Note To configure events within an RMON group, use the Events > Threshold Manager option from Device Manager. See the "Device Manager: RMON Threshold Manager" section.

Using RADIUS

RADIUS is fully supported for the Cisco MDS 9000 Family switches through the Fabric Manager and the CLI. RADIUS is a protocol used for the exchange of attributes or credentials between a head-end RADIUS server and a client device. These attributes relate to three classes of services:

•Authentication

•Authorization

•Accounting

Authentication refers to the authentication of users for access to a specific device. You can use RADIUS to manage user accounts for access to Cisco MDS 9000 Family switches. When you try to log into a switch, the switch validates you with information from a central RADIUS server.

Authorization refers to the scope of access that you have once you have been authenticated. Assigned roles for users can be stored in a RADIUS server along with a list of actual devices that the user should have access to. Once the user has been authenticated, then switch can then refer to the RADIUS server to determine the extent of access the user will have within the switch network.

Accounting refers to the log information that is kept for each management session in a switch. This information may be used to generate reports for troubleshooting purposes and user accountability. Accounting can be implemented locally or remotely (using RADIUS).

* * *

### Set exercise a
According to the RADIUS section, to which three classes of services do the exchanged attributes relate?

### Collection entries

* * *

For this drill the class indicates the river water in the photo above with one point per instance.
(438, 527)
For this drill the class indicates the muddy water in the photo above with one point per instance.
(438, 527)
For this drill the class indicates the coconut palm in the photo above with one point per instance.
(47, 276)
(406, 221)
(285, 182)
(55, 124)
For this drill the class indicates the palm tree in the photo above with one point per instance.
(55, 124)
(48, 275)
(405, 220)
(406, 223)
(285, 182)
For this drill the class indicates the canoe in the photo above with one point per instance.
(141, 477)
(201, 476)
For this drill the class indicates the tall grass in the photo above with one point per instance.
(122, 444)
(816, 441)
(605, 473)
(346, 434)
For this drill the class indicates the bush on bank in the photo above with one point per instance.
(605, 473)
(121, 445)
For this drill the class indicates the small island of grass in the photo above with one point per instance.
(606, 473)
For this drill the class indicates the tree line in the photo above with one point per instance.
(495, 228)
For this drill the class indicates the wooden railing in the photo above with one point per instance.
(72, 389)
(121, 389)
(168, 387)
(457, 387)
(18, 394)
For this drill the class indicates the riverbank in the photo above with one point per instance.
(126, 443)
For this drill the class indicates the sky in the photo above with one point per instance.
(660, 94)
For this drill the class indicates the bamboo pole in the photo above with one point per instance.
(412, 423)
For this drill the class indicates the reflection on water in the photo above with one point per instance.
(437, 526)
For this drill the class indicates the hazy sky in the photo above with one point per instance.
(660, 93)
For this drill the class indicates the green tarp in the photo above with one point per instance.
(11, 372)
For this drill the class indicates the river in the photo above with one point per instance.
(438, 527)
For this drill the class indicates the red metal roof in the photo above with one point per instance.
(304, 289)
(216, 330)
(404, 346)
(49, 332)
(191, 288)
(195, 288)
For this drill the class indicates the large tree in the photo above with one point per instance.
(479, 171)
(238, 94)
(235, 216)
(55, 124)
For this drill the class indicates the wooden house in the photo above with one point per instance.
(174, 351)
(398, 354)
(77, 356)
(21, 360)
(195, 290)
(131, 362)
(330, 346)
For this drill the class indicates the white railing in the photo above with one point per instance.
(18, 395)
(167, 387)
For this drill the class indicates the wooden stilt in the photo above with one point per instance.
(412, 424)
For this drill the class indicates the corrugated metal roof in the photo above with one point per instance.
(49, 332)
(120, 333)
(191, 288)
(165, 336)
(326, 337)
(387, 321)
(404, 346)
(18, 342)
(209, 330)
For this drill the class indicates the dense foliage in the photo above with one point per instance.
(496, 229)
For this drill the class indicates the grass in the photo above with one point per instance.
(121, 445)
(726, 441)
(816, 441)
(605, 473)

* * *

### Set exercise b
Render the records as a JSON list of strings, one string per line with blank lines omitted, starting with the line containing "For this drill the class indicates the grass" and continuing through the end of the records.

### Result a
Authentication, authorization, and accounting.

### Result b
[
  "For this drill the class indicates the grass in the photo above with one point per instance.",
  "(121, 445)",
  "(726, 441)",
  "(816, 441)",
  "(605, 473)"
]